GIVEN ENTRIES
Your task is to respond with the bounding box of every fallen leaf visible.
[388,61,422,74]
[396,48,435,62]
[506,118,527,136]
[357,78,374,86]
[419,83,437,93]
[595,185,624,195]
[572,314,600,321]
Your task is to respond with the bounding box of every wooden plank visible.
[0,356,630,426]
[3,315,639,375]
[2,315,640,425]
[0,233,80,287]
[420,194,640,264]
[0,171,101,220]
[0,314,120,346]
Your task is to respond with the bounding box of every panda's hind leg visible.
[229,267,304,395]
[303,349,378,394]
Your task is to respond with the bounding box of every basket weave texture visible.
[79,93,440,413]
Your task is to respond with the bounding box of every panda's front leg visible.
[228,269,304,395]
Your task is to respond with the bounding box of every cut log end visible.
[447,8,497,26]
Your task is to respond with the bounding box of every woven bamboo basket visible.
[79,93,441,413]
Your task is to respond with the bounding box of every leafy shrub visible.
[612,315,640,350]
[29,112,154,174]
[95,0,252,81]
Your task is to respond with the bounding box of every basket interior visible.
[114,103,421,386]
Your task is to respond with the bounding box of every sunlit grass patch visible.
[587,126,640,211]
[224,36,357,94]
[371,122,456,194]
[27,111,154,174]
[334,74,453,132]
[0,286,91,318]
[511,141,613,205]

DESCRIPTION OF THE TASK
Each line from the one containing "leafy shrub visible." down to the final line of the listing must appear in the answer exactly as written, and no other line may.

EXERCISE SOLUTION
Your task is to respond with the bounding box of every leafy shrub visible.
[612,315,640,350]
[29,112,154,174]
[95,0,252,81]
Your task is to respond with the bounding box of every basket interior visible.
[114,103,421,386]
Your task is to respond with the bounding box of every sunlit grass patch visible.
[587,126,640,211]
[224,36,357,94]
[371,122,456,194]
[27,111,154,174]
[334,74,453,132]
[0,286,91,318]
[511,141,613,205]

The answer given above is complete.